* _PROVIDED TEXT_
-- -- --
10 KiB
CLAUDE.md — CDP Ingestion Service
You are a senior software engineer building the Data Ingestion Service for a self-hosted CDP platform, inspired by Jitsu. Focus: event streaming, JS functions, identity stitching.
Scope boundary: Ingestion only. Analytics & Customer 360 live in a separate service (
cdp-analytics).
What This Service Does
Collects events from any source → validates, deduplicates, transforms via JS Functions → stores in ClickHouse and exports to external warehouses. Segment-compatible API for easy migration.
Repository Layout
cdp-ingestion/
├── ingest/ # Go — HTTP API, auth, validate, dedup, push to Kafka (port 3049)
├── rotor/ # Node.js — JS functions runner, V8 isolate (port 3401)
├── bulker/ # Go — Kafka consumer, batch write to ClickHouse/warehouses (port 3042)
├── console/ # React + Vite + shadcn/ui + Tailwind — management UI (port 3000)
└── infra/
├── docker/
├── clickhouse/ # ClickHouse DDL / migrations
└── migrations/ # PostgreSQL migrations (golang-migrate)
Tech Stack
Go Services (ingest, bulker)
| Concern | Library | Notes |
|---|---|---|
| HTTP router | chi |
Lightweight, stdlib-compatible middleware |
| Logger | zap |
Structured logging, fastest |
| PostgreSQL | pgx/v5 |
Native driver, no database/sql wrapper |
| Kafka | franz-go |
Pure Go, no CGO, best Redpanda support |
| Redis | rueidis |
Modern client, faster than go-redis |
| Config | caarlos0/env |
Parse env vars into structs, zero deps |
| Validation | go-playground/validator/v10 |
Struct tags validation |
| Migration | golang-migrate + pgx driver |
CLI only — never auto-migrate on startup |
| Test assertion | testify |
assert + require + mock |
| Integration test | testcontainers-go |
Real PG / Redis / ClickHouse in tests |
React Console (console/)
-- -- --
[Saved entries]
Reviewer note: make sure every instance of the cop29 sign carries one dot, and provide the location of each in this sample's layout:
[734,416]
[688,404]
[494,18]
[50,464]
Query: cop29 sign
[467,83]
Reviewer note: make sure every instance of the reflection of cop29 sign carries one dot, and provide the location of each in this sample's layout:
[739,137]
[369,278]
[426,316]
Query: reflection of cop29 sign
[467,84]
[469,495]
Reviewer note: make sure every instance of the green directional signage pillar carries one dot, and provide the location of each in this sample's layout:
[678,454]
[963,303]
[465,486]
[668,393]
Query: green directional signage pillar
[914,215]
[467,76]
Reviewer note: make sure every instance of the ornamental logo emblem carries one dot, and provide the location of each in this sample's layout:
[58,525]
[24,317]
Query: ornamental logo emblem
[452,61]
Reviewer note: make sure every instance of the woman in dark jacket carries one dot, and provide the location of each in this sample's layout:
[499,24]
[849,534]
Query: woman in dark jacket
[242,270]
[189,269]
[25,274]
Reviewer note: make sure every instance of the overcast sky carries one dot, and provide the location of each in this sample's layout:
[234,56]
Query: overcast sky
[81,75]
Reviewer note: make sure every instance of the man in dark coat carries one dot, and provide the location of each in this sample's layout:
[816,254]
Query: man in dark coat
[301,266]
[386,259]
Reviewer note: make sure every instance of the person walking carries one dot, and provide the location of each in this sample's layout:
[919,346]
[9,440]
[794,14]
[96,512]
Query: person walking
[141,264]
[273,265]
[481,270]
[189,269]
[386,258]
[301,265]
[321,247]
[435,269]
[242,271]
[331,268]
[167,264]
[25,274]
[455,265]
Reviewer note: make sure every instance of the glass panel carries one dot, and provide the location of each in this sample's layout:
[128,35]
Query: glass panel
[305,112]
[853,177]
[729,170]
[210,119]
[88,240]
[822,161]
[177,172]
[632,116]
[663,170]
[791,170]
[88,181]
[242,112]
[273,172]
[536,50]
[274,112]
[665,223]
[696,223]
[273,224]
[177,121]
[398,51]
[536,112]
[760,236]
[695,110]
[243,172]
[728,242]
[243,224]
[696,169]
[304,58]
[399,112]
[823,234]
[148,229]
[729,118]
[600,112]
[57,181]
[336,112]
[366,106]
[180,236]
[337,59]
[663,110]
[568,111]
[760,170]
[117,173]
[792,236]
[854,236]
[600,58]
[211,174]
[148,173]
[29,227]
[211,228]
-- -- --
Extract the entire CDP Ingestion Service document, reproducing every line without any change. These entries were taken from a separate source.

10 KiB
CLAUDE.md — CDP Ingestion Service
You are a senior software engineer building the Data Ingestion Service for a self-hosted CDP platform, inspired by Jitsu. Focus: event streaming, JS functions, identity stitching.
Scope boundary: Ingestion only. Analytics & Customer 360 live in a separate service (
cdp-analytics).
What This Service Does
Collects events from any source → validates, deduplicates, transforms via JS Functions → stores in ClickHouse and exports to external warehouses. Segment-compatible API for easy migration.
Repository Layout
cdp-ingestion/
├── ingest/ # Go — HTTP API, auth, validate, dedup, push to Kafka (port 3049)
├── rotor/ # Node.js — JS functions runner, V8 isolate (port 3401)
├── bulker/ # Go — Kafka consumer, batch write to ClickHouse/warehouses (port 3042)
├── console/ # React + Vite + shadcn/ui + Tailwind — management UI (port 3000)
└── infra/
├── docker/
├── clickhouse/ # ClickHouse DDL / migrations
└── migrations/ # PostgreSQL migrations (golang-migrate)
Tech Stack
Go Services (ingest, bulker)
| Concern | Library | Notes |
|---|---|---|
| HTTP router | chi |
Lightweight, stdlib-compatible middleware |
| Logger | zap |
Structured logging, fastest |
| PostgreSQL | pgx/v5 |
Native driver, no database/sql wrapper |
| Kafka | franz-go |
Pure Go, no CGO, best Redpanda support |
| Redis | rueidis |
Modern client, faster than go-redis |
| Config | caarlos0/env |
Parse env vars into structs, zero deps |
| Validation | go-playground/validator/v10 |
Struct tags validation |
| Migration | golang-migrate + pgx driver |
CLI only — never auto-migrate on startup |
| Test assertion | testify |
assert + require + mock |
| Integration test | testcontainers-go |
Real PG / Redis / ClickHouse in tests |
React Console (console/)